TO DO:
Rewrite all of the data below as a numbered list, leaving out any blank lines.

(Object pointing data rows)
★ ★ ★ ★ ★

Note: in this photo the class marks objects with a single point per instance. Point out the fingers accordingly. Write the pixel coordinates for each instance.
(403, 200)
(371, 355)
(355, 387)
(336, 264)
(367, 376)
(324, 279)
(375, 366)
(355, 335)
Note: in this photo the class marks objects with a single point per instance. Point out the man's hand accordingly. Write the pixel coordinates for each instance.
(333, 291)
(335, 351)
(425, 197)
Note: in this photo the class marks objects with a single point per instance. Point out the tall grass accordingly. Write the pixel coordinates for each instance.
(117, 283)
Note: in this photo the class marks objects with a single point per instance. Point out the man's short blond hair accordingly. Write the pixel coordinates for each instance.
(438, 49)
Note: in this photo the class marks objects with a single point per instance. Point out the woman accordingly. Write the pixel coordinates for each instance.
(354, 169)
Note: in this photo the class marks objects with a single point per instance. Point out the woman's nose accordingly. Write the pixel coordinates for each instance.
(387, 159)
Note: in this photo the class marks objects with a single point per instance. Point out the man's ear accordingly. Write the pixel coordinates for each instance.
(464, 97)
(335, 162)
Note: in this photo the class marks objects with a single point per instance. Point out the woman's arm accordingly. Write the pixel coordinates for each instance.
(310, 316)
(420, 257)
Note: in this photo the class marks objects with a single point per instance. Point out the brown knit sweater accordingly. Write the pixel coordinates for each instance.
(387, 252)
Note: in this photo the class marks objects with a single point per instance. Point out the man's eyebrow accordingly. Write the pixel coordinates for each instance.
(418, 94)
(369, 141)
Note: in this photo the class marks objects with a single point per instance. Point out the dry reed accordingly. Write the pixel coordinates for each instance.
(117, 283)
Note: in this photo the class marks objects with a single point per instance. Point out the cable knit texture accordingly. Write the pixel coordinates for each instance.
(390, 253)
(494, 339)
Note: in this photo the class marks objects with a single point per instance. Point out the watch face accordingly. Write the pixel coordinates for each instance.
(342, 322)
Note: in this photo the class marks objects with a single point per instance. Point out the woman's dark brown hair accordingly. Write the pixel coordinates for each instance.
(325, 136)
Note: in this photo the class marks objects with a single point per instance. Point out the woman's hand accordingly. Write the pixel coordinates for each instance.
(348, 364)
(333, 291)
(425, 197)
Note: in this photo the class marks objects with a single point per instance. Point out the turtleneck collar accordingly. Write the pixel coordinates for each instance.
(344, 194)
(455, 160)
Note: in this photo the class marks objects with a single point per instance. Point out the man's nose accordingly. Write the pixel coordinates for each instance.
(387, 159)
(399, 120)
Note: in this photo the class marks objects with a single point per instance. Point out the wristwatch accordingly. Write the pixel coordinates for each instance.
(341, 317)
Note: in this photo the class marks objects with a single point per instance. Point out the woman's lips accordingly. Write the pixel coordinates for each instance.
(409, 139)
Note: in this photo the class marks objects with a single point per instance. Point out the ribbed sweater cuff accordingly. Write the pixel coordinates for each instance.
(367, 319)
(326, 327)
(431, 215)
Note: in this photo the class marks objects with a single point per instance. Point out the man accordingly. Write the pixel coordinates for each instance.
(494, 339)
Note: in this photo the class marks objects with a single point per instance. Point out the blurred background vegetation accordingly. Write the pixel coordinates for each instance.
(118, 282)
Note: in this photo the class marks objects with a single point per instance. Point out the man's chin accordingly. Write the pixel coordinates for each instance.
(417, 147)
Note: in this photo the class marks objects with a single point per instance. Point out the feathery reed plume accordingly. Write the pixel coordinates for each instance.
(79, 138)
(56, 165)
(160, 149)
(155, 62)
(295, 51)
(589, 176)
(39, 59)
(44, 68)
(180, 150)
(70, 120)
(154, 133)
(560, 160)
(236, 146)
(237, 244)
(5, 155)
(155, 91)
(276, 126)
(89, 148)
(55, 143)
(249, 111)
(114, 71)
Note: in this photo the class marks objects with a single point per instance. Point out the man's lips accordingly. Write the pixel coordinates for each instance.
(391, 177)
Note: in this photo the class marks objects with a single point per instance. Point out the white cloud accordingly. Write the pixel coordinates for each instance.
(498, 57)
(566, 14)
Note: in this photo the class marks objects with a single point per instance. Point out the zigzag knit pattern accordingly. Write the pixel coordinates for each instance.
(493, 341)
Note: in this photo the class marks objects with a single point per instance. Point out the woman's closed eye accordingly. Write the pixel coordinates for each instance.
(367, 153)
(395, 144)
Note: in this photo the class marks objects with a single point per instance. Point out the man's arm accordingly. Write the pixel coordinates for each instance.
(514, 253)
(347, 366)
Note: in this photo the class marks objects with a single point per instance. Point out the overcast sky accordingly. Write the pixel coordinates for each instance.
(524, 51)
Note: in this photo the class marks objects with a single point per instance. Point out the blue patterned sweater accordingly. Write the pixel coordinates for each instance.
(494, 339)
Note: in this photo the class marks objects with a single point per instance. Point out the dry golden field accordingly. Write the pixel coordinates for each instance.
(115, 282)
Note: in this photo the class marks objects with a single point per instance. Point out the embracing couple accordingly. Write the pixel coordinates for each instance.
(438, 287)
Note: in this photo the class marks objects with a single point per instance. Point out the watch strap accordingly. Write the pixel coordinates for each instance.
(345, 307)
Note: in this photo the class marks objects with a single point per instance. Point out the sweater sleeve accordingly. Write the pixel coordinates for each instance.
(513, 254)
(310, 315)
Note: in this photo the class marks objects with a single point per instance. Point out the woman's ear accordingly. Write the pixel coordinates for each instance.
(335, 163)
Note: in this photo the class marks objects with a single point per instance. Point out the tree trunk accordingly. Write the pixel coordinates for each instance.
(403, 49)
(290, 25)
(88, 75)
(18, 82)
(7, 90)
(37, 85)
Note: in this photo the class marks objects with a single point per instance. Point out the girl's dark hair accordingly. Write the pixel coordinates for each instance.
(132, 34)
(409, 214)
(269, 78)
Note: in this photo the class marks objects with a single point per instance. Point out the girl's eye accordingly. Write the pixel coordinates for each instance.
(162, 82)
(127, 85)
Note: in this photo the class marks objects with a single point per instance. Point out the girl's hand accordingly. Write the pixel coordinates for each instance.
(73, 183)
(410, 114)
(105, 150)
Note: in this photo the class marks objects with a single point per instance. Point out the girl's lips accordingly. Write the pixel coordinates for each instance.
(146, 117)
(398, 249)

★ ★ ★ ★ ★

THE SOLUTION:
1. Note: in this photo the class marks objects with a single point per instance. Point out the fingers accordingly. Write the pixel coordinates for each instance.
2. (403, 200)
3. (371, 355)
4. (355, 387)
5. (336, 264)
6. (367, 376)
7. (324, 279)
8. (375, 366)
9. (355, 335)
10. Note: in this photo the class marks objects with a single point per instance. Point out the man's hand accordingly. Write the pixel coordinates for each instance.
11. (333, 291)
12. (335, 351)
13. (425, 197)
14. Note: in this photo the class marks objects with a single point per instance. Point out the tall grass accordingly. Write the pixel coordinates for each instance.
15. (117, 283)
16. Note: in this photo the class marks objects with a single point per instance. Point out the man's short blond hair accordingly. Write the pixel coordinates for each instance.
17. (438, 49)
18. Note: in this photo the class marks objects with a single point per instance. Point out the woman accordingly. Write the pixel coordinates for each instance.
19. (354, 169)
20. Note: in this photo the class marks objects with a single point per instance. Point out the woman's nose accordingly. Write the pixel coordinates for each instance.
21. (387, 159)
22. Note: in this photo the class marks objects with a single point per instance. Point out the man's ear accordingly. Write the pixel coordinates for each instance.
23. (464, 97)
24. (335, 162)
25. Note: in this photo the class marks objects with a single point per instance. Point out the woman's arm accordingly. Write the pixel coordinates for each instance.
26. (310, 316)
27. (420, 257)
28. Note: in this photo the class marks objects with a single point per instance. Point out the brown knit sweater accordingly. Write the pixel coordinates for each instance.
29. (387, 252)
30. Note: in this photo the class marks objects with a single point per instance. Point out the man's eyebrow accordingly. Write the pixel coordinates for each instance.
31. (418, 94)
32. (369, 141)
33. Note: in this photo the class marks objects with a single point per instance. Point out the dry reed accordingly. Write the pixel coordinates for each instance.
34. (117, 283)
35. Note: in this photo the class marks objects with a single point per instance. Point out the cable knit texture accordingly. Write the pixel coordinates for each instance.
36. (390, 253)
37. (494, 339)
38. Note: in this photo the class marks objects with a single point per instance. Point out the watch face accordingly. Write the pixel coordinates for each instance.
39. (342, 322)
40. Note: in this photo the class marks objects with a single point per instance. Point out the woman's dark brown hair accordingly. Write the pixel coordinates for each instance.
41. (325, 136)
42. Note: in this photo the class marks objects with a single point per instance. Point out the woman's hand accordingly. Write the pixel coordinates for each instance.
43. (348, 364)
44. (333, 291)
45. (425, 197)
46. Note: in this photo the class marks objects with a single point per instance. Point out the turtleneck collar accordingly. Write the pixel coordinates for each instance.
47. (344, 194)
48. (455, 160)
49. Note: in this photo the class marks objects with a single point per instance. Point out the man's nose accordingly. Write the pixel coordinates for each instance.
50. (387, 159)
51. (399, 120)
52. Note: in this photo the class marks objects with a single point per instance. Point out the wristwatch accordingly. Write the pixel coordinates for each instance.
53. (341, 317)
54. Note: in this photo the class marks objects with a single point per instance. Point out the woman's lips accordingly. Write the pixel coordinates for each instance.
55. (409, 139)
56. Note: in this photo the class marks objects with a single point per instance. Point out the ribbed sweater cuff accordingly. Write the pixel coordinates for each instance.
57. (367, 319)
58. (326, 327)
59. (431, 215)
60. Note: in this photo the class marks objects with a single point per instance. Point out the man accordingly. Write the pixel coordinates for each instance.
61. (494, 339)
62. Note: in this photo the class marks objects with a single point per instance. Point out the blurred background vegetation accordingly. Write the pixel coordinates for each instance.
63. (118, 282)
64. Note: in this photo the class marks objects with a single point per instance. Point out the man's chin accordingly. Write the pixel coordinates for each instance.
65. (417, 147)
66. Note: in this photo the class marks objects with a single point per instance. Point out the feathery reed plume accordingly. Write the pixel coordinates for each instance.
67. (79, 138)
68. (56, 165)
69. (160, 149)
70. (155, 62)
71. (295, 51)
72. (589, 176)
73. (39, 59)
74. (44, 68)
75. (180, 150)
76. (70, 120)
77. (154, 133)
78. (560, 160)
79. (236, 146)
80. (237, 244)
81. (5, 155)
82. (155, 91)
83. (276, 126)
84. (89, 148)
85. (55, 143)
86. (249, 111)
87. (114, 71)
88. Note: in this photo the class marks objects with a single point per instance. Point out the man's lips accordingly. Write the pixel coordinates for each instance.
89. (391, 177)
90. Note: in this photo the class marks objects with a single point per instance. Point out the white cloud accordingly. Write the pixel coordinates for each instance.
91. (498, 57)
92. (566, 14)
93. Note: in this photo the class marks objects with a single point per instance. Point out the zigzag knit pattern accordingly. Write the pixel coordinates for each instance.
94. (493, 341)
95. Note: in this photo the class marks objects with a single point per instance. Point out the woman's closed eye accordingly. Write the pixel coordinates for each instance.
96. (367, 153)
97. (395, 144)
98. Note: in this photo the class marks objects with a single point per instance. Point out the man's arm accordingly. Write the pixel coordinates for each instance.
99. (514, 253)
100. (347, 366)
101. Note: in this photo the class marks objects with a single point per instance. Point out the overcast sky accordingly. Write the pixel coordinates for each instance.
102. (524, 51)
103. Note: in this photo the class marks objects with a single point per instance. Point out the blue patterned sweater accordingly. Write the pixel coordinates for each instance.
104. (494, 339)
105. Note: in this photo the class marks objects with a single point per instance. Point out the dry golden field accordingly. Write the pixel coordinates for each instance.
106. (115, 282)
107. Note: in this photo the class marks objects with a single point per instance. Point out the embracing couple accordingly. Write the pixel coordinates for each instance.
108. (438, 287)
109. Note: in this photo the class marks objects with a single point per instance. Point out the watch strap accordingly. Write the pixel coordinates for each instance.
110. (345, 307)
111. Note: in this photo the class marks objects with a single point per instance. Point out the sweater sleeve accordingly. Write the pixel coordinates for each instance.
112. (513, 254)
113. (310, 315)
114. Note: in this photo the class marks objects with a single point per instance. Point out the woman's ear accordingly. Write the pixel coordinates for each instance.
115. (335, 163)
116. Note: in this photo the class marks objects with a single point per instance. Point out the tree trunk accordingly. Write the pixel coordinates for each instance.
117. (403, 49)
118. (290, 25)
119. (88, 75)
120. (18, 82)
121. (7, 90)
122. (37, 85)
123. Note: in this photo the class marks objects with a single point per instance. Point out the girl's dark hair accordingly. Write the pixel coordinates for each instance.
124. (132, 34)
125. (409, 214)
126. (269, 78)
127. Note: in this photo the class marks objects with a single point per instance. Point out the girl's eye accordingly. Write the pixel coordinates for each instance.
128. (162, 82)
129. (127, 85)
130. Note: in this photo the class marks objects with a single point per instance. Point out the girl's hand accordingly. Write the pixel coordinates for each instance.
131. (73, 183)
132. (410, 114)
133. (105, 150)
134. Note: in this photo the class marks objects with a single point per instance. Point out the girl's lips accordingly. Write the pixel coordinates for each instance.
135. (146, 117)
136. (398, 249)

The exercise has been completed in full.